> _TASK SET_
- a) List every person named in the account of Consuelo's neglect case.
- b) Answer these questions using the account of Consuelo's neglect case:
(i) What word replaced Shuber's "spankings" in the neglect petition?
(ii) On what date did the most peculiar incident take place in family court?
(iii) What role did Yvonne Humphrey hold?
- c) Write the next part of the account of Consuelo's neglect case, continuing from its last sentence.

> _DOCUMENT SEGMENT_
After that, Consuelo’s case seemed to snowball. Charges were added and language was hyped— in a way that domestic violence advocates say is quite typical for families who, having entered “the system,” find everything they do under ACS scrutiny. Consuelo watched helplessly as Shuber’s “spankings” became “beatings” in the neglect petition. Then watched again, as ACS amended the original petition and added a new charge against Consuelo: This time, even she was blamed for the beatings. Consuelo says a conversation she had with a social worker was twisted until her avowal that she refused to spank any of the kids and that she and Shuber even argued about spanking became proof that “she admits to being present when Respondent Shuber Fontaine would beat the child” and that she “failed to protect the child from being beaten.”
The most peculiar incident in the city’s campaign to nail Consuelo with neglect took place in family court on March 16. There, ACS attorney Yvonne Humphrey concluded her questioning of the Fontaine family’s caseworker by announcing that she wished to amend the neglect petition for a third time. Humphrey based her new charge on “the caseworker’s testimony here today that the mother informed her that on the occasion of these alleged incidents [Shuber’s exposing himself to Rosa], she was . . . actually out of the house.” It’s not until the judge pointed out just how screwy this was— “Is it neglectful for the mother to leave the children in the care of her husband? Is that the amendment?”— that the ACS attorney backed down.

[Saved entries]
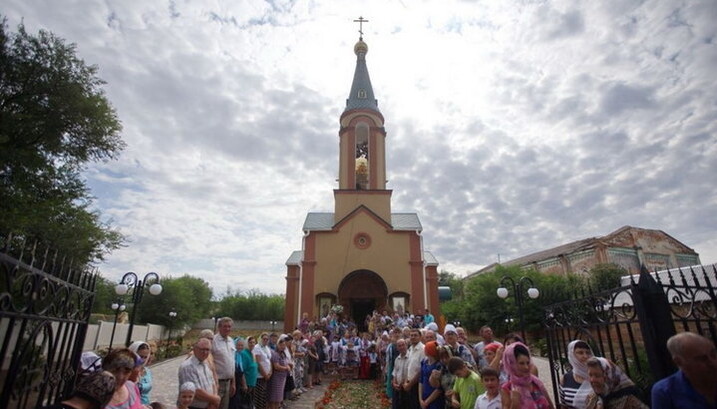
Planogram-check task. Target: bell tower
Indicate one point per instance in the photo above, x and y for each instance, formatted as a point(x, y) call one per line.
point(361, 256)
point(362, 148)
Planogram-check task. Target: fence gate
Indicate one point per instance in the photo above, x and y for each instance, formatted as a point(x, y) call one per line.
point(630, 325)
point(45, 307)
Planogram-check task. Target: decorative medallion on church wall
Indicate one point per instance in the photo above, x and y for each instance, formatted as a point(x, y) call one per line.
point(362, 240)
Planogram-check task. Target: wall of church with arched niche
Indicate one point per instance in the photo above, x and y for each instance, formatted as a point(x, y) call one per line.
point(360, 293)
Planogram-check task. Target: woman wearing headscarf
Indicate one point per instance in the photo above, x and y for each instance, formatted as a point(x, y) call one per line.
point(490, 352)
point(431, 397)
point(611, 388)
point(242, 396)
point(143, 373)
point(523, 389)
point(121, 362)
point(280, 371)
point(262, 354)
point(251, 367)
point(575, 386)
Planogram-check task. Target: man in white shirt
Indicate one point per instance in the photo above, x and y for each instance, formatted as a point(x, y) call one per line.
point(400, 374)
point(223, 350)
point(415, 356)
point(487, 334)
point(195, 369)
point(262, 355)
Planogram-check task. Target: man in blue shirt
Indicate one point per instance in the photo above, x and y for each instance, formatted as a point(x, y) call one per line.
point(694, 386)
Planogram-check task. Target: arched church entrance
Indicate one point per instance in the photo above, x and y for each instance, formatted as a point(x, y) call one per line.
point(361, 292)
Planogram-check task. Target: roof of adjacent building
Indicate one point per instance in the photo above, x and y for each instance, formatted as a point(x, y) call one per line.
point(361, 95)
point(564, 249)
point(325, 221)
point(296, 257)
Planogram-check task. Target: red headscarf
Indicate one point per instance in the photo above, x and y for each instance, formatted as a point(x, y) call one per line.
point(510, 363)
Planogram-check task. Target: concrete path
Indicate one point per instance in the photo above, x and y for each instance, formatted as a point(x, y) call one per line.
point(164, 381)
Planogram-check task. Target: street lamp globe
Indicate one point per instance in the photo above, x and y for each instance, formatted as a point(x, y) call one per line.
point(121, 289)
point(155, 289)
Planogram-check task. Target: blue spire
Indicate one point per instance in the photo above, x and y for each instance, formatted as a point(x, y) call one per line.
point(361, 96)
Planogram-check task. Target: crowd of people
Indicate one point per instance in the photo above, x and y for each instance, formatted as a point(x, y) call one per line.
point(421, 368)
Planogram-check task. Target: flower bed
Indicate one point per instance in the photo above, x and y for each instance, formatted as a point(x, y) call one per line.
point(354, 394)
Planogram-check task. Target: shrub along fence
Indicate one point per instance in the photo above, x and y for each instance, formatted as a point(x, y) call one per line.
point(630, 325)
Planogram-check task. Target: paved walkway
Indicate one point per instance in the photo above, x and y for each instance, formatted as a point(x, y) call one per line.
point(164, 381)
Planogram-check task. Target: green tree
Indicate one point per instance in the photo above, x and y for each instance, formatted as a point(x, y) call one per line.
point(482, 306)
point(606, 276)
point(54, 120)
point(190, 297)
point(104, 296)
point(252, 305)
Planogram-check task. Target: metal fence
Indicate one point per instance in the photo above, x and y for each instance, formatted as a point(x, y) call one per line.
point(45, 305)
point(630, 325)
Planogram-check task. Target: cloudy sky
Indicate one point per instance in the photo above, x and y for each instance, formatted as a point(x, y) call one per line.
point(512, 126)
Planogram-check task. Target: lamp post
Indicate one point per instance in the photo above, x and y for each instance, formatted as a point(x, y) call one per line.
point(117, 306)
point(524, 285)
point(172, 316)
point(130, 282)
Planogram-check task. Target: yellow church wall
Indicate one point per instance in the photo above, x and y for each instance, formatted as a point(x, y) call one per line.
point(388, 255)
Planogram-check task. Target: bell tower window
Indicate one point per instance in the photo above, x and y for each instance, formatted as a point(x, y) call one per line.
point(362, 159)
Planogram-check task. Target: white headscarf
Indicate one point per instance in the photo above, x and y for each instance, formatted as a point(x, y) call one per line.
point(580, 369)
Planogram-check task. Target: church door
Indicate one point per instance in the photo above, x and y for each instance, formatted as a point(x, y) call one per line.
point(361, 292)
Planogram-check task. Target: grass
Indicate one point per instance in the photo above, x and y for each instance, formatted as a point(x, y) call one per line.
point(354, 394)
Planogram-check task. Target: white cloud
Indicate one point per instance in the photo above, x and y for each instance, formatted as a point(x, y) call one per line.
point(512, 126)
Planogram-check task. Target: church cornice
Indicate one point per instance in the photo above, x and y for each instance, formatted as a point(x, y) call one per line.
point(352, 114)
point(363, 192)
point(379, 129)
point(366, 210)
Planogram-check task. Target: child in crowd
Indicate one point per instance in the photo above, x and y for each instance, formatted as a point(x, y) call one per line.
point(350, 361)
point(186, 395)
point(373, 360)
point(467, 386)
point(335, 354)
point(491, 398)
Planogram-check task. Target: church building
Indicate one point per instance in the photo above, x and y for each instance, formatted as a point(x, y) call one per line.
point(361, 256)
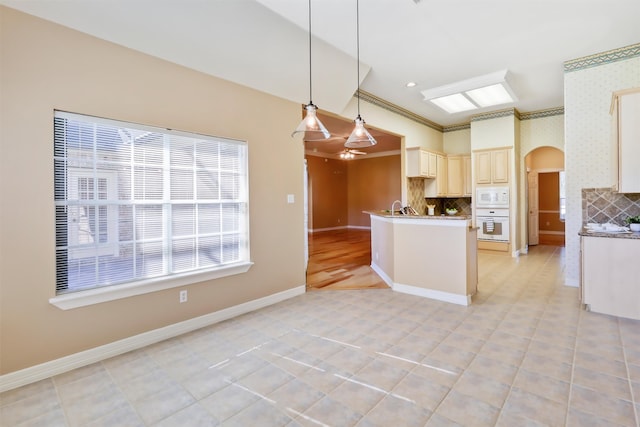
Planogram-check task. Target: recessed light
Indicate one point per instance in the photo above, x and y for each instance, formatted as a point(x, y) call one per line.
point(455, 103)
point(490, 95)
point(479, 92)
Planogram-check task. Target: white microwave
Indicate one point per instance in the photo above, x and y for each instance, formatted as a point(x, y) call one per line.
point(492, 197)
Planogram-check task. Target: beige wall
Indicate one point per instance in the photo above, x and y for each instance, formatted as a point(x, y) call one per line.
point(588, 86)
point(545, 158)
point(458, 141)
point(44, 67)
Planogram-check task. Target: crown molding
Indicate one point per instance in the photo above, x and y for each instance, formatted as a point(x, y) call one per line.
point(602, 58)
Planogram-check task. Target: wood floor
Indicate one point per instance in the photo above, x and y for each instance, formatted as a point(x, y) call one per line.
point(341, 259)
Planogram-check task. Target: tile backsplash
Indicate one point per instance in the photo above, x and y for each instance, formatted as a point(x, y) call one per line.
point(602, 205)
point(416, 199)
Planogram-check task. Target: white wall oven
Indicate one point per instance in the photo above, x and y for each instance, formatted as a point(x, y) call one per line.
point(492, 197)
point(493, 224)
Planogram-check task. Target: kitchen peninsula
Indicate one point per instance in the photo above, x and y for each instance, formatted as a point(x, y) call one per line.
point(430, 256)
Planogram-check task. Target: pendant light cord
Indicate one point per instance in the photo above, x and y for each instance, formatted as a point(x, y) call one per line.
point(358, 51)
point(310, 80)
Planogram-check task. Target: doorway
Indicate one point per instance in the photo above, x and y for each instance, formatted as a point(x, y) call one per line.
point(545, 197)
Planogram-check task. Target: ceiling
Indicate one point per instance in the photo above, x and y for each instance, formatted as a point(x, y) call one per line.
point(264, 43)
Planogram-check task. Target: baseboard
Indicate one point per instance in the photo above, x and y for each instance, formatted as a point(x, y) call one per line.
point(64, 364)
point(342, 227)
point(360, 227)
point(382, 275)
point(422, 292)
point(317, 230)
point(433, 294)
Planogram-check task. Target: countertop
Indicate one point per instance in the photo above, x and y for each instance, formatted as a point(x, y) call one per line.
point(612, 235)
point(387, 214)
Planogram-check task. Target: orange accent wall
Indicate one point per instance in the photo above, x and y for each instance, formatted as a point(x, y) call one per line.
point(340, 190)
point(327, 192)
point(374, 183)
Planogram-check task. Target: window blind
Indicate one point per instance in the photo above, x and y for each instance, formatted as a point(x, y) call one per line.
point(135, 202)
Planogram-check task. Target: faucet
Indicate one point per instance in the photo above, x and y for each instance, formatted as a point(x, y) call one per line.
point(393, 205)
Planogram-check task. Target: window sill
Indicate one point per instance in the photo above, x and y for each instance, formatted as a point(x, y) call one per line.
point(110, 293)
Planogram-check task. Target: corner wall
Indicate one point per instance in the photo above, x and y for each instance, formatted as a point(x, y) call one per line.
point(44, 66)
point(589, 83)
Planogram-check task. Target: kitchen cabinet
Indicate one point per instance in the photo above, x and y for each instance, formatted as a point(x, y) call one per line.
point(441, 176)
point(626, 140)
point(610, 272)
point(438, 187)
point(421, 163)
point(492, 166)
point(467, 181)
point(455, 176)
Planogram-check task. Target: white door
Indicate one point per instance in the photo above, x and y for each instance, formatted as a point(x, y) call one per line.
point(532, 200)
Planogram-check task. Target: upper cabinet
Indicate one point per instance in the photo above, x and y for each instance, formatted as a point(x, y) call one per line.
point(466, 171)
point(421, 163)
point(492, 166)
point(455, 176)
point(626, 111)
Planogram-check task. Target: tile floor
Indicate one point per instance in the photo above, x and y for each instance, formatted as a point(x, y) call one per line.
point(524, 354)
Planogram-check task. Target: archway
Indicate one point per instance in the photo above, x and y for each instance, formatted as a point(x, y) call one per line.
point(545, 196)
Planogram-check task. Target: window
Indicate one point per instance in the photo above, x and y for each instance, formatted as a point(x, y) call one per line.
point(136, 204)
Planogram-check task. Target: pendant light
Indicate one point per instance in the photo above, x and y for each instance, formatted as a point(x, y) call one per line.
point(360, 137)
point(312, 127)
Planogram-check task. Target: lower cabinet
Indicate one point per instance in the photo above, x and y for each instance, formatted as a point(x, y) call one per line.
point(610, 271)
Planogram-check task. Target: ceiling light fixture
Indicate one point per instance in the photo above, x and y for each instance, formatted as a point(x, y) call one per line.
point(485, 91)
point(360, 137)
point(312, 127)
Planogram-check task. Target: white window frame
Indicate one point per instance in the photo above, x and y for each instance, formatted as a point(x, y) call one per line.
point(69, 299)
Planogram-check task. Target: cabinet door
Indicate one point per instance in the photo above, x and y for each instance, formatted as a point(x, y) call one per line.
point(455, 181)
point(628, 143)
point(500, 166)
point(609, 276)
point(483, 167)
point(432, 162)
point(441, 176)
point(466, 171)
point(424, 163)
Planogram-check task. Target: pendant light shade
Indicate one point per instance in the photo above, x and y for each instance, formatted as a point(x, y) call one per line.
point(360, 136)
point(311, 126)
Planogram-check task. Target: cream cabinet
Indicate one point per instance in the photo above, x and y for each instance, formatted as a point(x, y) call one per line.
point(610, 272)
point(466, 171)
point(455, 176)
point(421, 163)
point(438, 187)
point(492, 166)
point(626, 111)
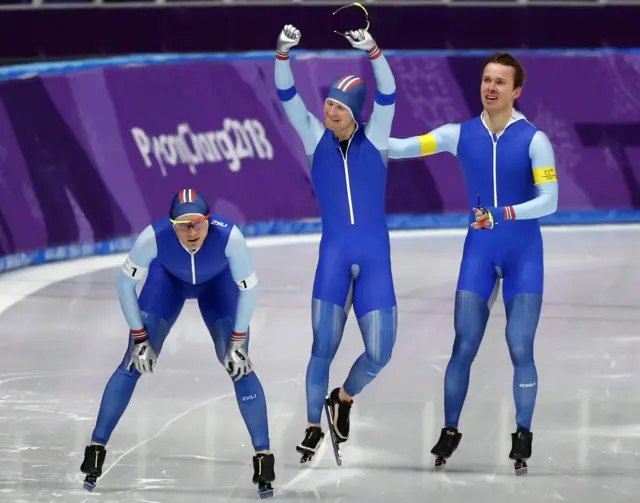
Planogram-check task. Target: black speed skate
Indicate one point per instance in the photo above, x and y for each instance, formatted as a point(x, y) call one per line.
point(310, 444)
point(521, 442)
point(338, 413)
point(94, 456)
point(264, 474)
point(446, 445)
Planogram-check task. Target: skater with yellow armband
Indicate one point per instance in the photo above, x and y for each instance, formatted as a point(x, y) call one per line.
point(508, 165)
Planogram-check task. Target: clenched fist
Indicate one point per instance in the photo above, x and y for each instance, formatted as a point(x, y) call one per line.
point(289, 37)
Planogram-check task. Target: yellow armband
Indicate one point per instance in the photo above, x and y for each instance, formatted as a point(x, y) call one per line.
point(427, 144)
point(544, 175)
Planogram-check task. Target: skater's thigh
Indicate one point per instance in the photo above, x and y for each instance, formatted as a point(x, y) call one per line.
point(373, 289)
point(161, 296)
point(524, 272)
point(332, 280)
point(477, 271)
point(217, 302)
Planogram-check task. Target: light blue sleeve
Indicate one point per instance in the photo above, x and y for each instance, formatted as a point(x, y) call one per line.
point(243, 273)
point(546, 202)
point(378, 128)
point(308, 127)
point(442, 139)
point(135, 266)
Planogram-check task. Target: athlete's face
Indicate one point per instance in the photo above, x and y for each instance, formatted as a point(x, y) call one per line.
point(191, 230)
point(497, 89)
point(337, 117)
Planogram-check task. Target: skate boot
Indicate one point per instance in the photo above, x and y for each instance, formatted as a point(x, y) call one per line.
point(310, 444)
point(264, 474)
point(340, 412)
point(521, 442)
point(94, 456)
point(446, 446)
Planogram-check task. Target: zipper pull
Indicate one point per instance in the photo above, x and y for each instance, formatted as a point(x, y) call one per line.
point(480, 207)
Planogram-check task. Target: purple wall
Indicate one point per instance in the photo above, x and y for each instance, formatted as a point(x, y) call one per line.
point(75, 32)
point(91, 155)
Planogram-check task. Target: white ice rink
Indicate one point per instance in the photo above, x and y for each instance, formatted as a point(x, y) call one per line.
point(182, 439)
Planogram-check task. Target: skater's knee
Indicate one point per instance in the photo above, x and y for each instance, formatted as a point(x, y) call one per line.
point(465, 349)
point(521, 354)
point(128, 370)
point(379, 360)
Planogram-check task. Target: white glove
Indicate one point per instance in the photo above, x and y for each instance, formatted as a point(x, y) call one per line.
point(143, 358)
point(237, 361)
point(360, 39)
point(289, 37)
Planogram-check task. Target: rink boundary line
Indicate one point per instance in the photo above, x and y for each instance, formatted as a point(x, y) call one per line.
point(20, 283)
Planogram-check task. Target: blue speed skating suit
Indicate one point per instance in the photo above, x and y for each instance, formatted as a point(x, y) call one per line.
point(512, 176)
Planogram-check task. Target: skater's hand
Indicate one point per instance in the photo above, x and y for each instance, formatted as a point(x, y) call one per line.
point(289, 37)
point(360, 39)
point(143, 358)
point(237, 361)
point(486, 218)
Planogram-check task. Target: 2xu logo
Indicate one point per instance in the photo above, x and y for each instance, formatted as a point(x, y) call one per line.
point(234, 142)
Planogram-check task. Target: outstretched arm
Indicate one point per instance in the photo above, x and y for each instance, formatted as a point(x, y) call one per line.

> _EXPECTED RESPONSES_
- a) Consuelo, Shuber Fontaine, Yvonne Humphrey, Rosa

- b)
(i) Beatings
(ii) March 16
(iii) She was an ACS attorney.

- c)
In this topsy-turvy case, visiting family court is like stepping through the looking glass. Up is down, good is bad, and common sense has fled. The city’s motivation eludes almost everyone involved. Even if Shuber exposed himself to Rosa and even if the court determines that this constitutes sexual abuse, it has little bearing on the girl’s future; Rosa is not his biological child and he has no visitation rights. Chances are, she will never see him again. Shuber told the Voice he’s not going to be seeking custody of his two biological children, either.
Why the city would want to take the kids away from Consuelo is even murkier. Consuelo has no intention of rejoining Shuber; even if she is guilty of failing to protect the kids from witnessing domestic violence, she has corrected the situation. Even Rochelle Yankwitt, the law guardian who represents the interests of the children in court, opposes the city in this case. “Ms. Fontaine has been a good parent,” Yankwitt insists. “She should have custody.” The therapist who interviewed Rosa in the aftermath of the alleged sexual exposure, Lisa Sanders of the Children’s Advocacy Center of Manhattan, apparently agrees. “It is recommended that a reassessment be done regarding the decision to name Mrs. Fontaine, the alleged victim in a domestic violence situation, a respondent on a neglect petition,” Sanders’s confidential report concluded.
As the case stands now, the kids are “paroled” to Consuelo, but “under ACS supervision.” That means ACS caseworker Kysha Jones drops by from time to time and questions the children, also making them strip down so that she can check for bruises or marks. Consuelo fears for the future. “I didn’t want to make this, what my husband did, something criminal,” Consuelo says. “I needed help. But don’t take my kids.”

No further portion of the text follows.